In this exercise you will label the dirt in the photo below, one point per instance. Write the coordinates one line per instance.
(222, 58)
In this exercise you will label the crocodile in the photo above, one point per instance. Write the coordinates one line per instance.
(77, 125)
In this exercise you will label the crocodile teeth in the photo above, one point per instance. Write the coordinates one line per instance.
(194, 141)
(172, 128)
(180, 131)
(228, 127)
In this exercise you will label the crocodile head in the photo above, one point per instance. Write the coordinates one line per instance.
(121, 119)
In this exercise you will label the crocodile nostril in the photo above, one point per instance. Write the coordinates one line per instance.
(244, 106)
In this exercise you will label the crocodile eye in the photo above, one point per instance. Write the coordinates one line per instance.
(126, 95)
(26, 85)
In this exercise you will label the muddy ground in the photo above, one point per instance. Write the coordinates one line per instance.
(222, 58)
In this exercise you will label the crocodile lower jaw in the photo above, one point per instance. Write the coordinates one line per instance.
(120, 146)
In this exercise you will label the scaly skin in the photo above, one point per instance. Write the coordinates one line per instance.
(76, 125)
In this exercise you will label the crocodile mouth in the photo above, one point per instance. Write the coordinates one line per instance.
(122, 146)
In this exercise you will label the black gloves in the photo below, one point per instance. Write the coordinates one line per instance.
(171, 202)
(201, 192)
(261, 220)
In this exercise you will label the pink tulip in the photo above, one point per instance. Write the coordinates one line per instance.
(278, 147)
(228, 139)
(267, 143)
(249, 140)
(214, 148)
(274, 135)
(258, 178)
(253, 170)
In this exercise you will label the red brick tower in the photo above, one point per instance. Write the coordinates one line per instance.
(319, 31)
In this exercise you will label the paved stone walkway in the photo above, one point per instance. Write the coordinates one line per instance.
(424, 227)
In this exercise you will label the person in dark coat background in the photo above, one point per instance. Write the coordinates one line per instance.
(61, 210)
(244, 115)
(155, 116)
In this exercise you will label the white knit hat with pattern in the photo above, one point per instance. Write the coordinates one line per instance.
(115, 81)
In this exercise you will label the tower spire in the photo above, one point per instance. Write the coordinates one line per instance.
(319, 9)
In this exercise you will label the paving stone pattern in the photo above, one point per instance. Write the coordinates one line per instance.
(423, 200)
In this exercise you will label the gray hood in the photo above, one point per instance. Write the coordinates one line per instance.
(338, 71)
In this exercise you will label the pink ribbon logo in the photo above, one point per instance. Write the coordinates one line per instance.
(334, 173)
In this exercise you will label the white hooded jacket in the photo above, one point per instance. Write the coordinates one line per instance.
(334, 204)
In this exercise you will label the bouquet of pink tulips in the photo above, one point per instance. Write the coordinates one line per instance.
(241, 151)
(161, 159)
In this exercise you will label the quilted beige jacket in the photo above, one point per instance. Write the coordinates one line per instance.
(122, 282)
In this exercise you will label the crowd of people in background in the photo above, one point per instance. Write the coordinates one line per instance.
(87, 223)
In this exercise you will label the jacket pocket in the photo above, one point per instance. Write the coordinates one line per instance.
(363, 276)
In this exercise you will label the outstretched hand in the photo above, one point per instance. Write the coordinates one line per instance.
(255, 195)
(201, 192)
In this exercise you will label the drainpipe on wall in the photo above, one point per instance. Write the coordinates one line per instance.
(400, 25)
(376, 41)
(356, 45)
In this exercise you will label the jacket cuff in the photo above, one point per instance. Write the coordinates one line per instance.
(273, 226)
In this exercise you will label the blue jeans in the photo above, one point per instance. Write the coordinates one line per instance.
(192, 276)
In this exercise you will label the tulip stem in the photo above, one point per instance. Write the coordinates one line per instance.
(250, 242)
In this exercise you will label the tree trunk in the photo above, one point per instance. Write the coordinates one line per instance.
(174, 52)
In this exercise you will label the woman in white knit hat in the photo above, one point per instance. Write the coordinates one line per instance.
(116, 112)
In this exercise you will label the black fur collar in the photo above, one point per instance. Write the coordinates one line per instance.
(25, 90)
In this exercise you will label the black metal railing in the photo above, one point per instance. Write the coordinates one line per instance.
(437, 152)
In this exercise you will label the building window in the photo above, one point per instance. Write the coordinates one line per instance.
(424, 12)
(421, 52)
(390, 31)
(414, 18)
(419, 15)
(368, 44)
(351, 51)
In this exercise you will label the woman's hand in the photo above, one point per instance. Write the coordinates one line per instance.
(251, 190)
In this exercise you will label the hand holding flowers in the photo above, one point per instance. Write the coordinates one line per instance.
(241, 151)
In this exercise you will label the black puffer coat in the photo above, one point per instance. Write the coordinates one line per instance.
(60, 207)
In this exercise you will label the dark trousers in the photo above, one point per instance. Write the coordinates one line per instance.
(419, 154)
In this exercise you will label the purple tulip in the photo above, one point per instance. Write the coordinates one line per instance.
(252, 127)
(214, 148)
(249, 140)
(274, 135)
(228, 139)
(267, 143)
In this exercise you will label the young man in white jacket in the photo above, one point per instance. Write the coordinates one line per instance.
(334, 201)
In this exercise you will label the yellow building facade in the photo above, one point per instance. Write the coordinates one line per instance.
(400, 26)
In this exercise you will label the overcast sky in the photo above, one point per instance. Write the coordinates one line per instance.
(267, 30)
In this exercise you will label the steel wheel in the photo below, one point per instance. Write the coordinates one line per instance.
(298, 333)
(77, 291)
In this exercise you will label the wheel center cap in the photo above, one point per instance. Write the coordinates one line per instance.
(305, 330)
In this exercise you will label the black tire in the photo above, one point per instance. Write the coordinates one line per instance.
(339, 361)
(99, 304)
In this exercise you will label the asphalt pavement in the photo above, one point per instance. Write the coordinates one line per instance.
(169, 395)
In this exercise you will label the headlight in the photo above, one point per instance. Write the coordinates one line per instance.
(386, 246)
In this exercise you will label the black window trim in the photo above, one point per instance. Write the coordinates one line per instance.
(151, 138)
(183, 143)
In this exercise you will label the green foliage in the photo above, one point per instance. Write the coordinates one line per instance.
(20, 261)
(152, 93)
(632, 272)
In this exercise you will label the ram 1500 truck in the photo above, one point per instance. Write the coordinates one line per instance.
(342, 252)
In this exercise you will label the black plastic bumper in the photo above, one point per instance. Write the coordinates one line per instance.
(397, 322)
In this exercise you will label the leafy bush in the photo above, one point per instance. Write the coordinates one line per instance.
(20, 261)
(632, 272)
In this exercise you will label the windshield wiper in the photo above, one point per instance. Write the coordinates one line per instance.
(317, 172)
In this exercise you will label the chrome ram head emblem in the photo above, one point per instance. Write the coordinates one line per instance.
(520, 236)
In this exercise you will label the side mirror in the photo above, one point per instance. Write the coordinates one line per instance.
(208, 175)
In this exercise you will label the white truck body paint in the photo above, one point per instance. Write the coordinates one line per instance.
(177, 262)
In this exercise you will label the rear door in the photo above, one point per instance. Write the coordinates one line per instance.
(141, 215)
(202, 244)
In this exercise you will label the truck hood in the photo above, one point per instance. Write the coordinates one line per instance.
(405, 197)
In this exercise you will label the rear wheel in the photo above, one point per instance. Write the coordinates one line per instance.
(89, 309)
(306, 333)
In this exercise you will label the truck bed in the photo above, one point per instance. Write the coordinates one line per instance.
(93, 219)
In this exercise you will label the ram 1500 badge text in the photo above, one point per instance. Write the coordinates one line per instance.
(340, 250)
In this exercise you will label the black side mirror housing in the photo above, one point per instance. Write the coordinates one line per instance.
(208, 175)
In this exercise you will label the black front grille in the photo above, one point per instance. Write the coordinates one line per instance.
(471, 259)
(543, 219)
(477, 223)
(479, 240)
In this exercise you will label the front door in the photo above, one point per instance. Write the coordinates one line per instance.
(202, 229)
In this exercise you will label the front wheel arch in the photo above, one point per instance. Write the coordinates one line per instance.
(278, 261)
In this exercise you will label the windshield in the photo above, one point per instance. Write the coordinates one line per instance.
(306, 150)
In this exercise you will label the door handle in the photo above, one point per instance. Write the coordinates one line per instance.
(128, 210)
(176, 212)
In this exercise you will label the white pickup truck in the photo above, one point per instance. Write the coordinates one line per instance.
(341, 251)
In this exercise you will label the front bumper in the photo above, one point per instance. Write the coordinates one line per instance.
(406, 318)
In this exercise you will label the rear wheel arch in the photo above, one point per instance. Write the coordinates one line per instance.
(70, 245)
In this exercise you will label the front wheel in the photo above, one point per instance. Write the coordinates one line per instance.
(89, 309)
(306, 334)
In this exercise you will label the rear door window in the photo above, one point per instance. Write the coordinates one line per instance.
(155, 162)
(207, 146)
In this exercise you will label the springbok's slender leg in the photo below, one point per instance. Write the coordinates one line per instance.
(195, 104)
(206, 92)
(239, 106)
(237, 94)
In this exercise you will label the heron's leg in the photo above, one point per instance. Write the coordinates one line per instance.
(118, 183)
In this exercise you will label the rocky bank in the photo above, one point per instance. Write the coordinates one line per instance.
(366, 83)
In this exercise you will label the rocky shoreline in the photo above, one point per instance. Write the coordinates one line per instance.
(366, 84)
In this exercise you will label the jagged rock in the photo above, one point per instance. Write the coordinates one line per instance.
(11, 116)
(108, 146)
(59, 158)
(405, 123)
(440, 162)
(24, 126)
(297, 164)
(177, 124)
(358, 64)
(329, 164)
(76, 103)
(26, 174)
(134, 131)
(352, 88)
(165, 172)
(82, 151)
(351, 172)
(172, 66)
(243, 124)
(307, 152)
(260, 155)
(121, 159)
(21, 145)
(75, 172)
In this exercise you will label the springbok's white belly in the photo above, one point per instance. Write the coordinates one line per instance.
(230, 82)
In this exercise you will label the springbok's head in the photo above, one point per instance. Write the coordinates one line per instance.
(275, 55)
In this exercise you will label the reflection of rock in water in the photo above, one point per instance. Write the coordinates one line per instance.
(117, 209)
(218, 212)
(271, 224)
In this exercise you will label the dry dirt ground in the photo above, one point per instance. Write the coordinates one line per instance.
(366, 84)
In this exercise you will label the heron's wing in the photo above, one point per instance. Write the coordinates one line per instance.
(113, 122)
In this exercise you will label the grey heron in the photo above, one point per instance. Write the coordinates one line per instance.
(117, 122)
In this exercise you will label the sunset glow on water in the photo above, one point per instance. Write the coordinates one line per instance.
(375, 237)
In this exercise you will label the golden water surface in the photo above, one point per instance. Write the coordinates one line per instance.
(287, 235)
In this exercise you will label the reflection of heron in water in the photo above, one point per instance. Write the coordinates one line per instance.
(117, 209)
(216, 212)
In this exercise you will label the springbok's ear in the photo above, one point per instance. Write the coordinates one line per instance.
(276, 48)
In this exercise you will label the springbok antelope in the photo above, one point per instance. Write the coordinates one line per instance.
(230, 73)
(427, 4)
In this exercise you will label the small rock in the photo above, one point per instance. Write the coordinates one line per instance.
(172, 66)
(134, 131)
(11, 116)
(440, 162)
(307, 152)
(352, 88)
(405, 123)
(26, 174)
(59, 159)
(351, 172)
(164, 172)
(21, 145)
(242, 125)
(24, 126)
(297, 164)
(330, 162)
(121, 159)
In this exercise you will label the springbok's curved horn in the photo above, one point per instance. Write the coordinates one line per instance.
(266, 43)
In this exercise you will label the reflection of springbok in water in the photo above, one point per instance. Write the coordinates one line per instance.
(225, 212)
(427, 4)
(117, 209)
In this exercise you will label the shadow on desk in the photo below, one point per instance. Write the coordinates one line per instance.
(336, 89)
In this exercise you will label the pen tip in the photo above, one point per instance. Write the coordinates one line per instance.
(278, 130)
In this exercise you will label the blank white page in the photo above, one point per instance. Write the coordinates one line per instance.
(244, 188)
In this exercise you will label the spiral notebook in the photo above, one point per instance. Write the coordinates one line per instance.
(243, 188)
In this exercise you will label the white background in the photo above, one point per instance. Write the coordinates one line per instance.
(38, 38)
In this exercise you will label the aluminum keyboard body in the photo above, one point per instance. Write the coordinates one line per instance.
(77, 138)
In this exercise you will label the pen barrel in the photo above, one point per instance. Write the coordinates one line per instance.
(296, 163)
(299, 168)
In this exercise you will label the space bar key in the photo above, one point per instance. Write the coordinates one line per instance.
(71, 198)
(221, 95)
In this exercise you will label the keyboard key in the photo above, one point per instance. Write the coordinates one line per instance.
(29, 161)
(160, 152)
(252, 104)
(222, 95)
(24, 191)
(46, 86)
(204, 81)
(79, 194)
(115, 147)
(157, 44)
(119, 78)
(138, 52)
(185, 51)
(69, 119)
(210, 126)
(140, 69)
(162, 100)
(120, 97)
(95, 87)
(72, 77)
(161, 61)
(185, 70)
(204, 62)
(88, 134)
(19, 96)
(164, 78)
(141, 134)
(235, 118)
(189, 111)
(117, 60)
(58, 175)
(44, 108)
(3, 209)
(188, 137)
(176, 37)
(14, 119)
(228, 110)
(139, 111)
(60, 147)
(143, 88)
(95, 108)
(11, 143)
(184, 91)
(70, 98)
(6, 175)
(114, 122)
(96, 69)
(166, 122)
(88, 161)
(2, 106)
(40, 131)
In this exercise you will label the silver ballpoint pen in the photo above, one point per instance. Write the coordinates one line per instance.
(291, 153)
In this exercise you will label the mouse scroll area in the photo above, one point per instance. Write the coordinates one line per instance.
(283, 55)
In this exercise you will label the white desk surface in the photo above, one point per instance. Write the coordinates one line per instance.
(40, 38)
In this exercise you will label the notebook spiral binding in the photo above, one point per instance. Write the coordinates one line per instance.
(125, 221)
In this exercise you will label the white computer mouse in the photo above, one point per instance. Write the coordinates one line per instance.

• • • •

Reproduce only the lines from the line containing "In this exercise you will label the keyboard" to the last line of the material above, both of those lines included.

In this exercise you will label the keyboard key in the photo above, one point per instance. Write the coordinates one line per instance.
(29, 161)
(160, 152)
(252, 104)
(222, 95)
(24, 191)
(46, 86)
(204, 81)
(79, 194)
(115, 147)
(157, 44)
(119, 78)
(138, 52)
(185, 51)
(69, 119)
(210, 126)
(140, 69)
(162, 100)
(120, 97)
(95, 87)
(72, 77)
(161, 61)
(185, 70)
(204, 62)
(88, 134)
(19, 96)
(164, 78)
(141, 134)
(235, 118)
(189, 111)
(117, 60)
(58, 175)
(44, 108)
(3, 209)
(188, 137)
(176, 37)
(14, 119)
(228, 110)
(139, 111)
(60, 147)
(143, 88)
(95, 108)
(11, 143)
(184, 91)
(70, 98)
(6, 175)
(114, 122)
(96, 69)
(166, 122)
(88, 161)
(2, 106)
(40, 131)
In this exercise you will label the silver ballpoint pen in the photo above, one point per instance. Write the coordinates one line per instance.
(291, 153)
In this exercise you will label the mouse scroll area in the photo above, one point per instance. Write the coordinates one line per instance.
(283, 55)
In this exercise you will label the white desk surface in the photo above, one point per instance. Write the coordinates one line per instance.
(40, 38)
In this exercise you will label the notebook spiral binding in the photo above, one point per instance. Write the coordinates one line per instance.
(125, 221)
In this exercise you will label the white computer mouse in the photo above, one point per instance. Write the coordinates one line per instance.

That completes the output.